Using the entries below, transcribe exactly the line containing "Camera-trap tally: mark every instance of the dark" and each line that follows it to the end.

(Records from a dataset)
-- -- --
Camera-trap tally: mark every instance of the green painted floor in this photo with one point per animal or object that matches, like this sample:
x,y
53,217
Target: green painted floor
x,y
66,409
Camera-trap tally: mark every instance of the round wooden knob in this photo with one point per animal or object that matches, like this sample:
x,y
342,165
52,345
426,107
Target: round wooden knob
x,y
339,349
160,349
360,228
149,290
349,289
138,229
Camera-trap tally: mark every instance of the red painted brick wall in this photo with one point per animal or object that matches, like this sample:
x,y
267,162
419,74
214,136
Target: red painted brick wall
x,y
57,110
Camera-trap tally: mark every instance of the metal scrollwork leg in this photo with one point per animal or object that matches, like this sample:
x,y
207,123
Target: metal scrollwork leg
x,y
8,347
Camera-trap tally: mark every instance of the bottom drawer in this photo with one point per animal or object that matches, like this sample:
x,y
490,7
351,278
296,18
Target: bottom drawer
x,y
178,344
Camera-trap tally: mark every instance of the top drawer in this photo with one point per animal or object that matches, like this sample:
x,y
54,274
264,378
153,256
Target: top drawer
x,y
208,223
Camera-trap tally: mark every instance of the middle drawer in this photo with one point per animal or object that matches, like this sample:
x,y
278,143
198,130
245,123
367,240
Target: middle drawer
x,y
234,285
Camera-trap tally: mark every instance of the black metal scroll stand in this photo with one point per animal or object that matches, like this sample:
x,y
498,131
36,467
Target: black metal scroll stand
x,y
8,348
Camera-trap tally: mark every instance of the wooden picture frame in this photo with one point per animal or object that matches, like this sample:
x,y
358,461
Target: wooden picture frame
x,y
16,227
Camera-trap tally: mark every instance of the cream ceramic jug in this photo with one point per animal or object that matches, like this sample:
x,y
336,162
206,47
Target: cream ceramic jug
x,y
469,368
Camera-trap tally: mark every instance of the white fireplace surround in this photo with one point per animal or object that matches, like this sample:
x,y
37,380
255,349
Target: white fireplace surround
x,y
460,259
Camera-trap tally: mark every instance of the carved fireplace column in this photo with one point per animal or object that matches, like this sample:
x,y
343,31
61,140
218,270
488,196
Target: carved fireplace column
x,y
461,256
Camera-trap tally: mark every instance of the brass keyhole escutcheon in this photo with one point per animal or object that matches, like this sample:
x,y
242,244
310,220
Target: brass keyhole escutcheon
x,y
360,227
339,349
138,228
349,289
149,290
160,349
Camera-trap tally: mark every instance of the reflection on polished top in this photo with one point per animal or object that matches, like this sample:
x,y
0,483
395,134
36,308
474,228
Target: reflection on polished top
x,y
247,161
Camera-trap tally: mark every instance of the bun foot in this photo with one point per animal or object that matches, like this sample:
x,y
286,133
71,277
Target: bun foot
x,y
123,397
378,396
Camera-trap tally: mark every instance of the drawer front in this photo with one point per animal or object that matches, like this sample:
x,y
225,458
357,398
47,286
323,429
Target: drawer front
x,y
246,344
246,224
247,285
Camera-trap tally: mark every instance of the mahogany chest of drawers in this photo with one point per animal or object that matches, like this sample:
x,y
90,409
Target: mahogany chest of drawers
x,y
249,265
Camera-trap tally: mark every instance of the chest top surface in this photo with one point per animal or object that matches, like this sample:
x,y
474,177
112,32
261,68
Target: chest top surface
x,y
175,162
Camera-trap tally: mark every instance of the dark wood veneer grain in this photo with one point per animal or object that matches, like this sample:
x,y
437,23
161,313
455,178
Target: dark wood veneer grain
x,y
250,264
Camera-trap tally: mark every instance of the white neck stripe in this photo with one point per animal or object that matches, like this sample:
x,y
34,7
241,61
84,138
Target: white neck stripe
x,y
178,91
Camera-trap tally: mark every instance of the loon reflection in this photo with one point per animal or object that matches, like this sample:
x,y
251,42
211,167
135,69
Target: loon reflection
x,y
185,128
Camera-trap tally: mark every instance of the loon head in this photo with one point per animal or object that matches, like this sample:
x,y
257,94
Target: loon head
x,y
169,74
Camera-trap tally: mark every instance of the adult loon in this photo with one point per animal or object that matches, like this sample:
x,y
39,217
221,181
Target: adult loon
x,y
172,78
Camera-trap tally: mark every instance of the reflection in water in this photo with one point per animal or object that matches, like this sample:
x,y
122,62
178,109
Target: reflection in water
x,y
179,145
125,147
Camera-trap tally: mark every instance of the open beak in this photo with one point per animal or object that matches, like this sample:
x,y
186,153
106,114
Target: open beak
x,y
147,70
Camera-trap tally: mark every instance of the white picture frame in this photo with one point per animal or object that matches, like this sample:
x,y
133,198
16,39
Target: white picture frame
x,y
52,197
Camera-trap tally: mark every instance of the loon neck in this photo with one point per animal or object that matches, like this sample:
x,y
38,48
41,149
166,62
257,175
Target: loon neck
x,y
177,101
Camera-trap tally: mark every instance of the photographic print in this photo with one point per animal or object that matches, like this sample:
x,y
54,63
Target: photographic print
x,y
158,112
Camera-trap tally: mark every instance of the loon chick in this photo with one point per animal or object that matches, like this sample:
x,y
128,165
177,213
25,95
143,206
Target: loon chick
-- -- --
• _Written answer_
Camera-trap tally: mark every instance of the dark wood veneer grain in this photo with one point per animal or object that matches, like this sample:
x,y
437,23
161,313
455,178
Target: dark wood veneer grain
x,y
250,264
Camera-trap tally: mark every instance of the white neck stripe in this photo with one point per animal or object that matches, like this sample:
x,y
34,7
241,61
84,138
Target: white neck stripe
x,y
178,91
Camera-trap tally: mark every instance of the loon reflection in this photo with one point per animal or object that matches, like this sample:
x,y
251,42
211,167
135,69
Target: loon reflection
x,y
185,128
Camera-trap tally: mark every instance of the loon head in this photo with one point per animal or object that matches, like this sample:
x,y
257,94
Target: loon head
x,y
169,74
Camera-trap tally: mark every instance of the adult loon in this photo with one point per animal or object that matches, like this sample:
x,y
39,217
221,181
Target: adult loon
x,y
172,78
Camera-trap tally: mark every instance of the reflection in water in this photo with one point per animal or object that matches, like this sample:
x,y
122,62
178,109
Target: reflection in water
x,y
179,145
125,147
Camera-trap tally: mark every instance of the open beak in this photo with one point per animal or object that matches, like this sample:
x,y
186,153
106,114
Target: open beak
x,y
147,70
Camera-trap tally: mark every instance of the white picture frame in this photo with one point per animal or object that matches, like this sample:
x,y
133,198
16,39
Target: white picture frame
x,y
52,197
Camera-trap tally: mark every instance of the loon neck in this photo with one point per animal or object that matches, like this sample:
x,y
38,48
41,149
166,62
257,175
Target: loon neck
x,y
177,101
Camera-trap tally: mark every instance of the photographic print in this photo with one point per animal or object that matches, like this sample:
x,y
54,63
Target: photographic print
x,y
158,112
Camera-trap tally: mark every instance of the loon chick in this photo with one point per animal or object that matches, like this sample:
x,y
128,165
177,213
25,95
143,206
Target: loon chick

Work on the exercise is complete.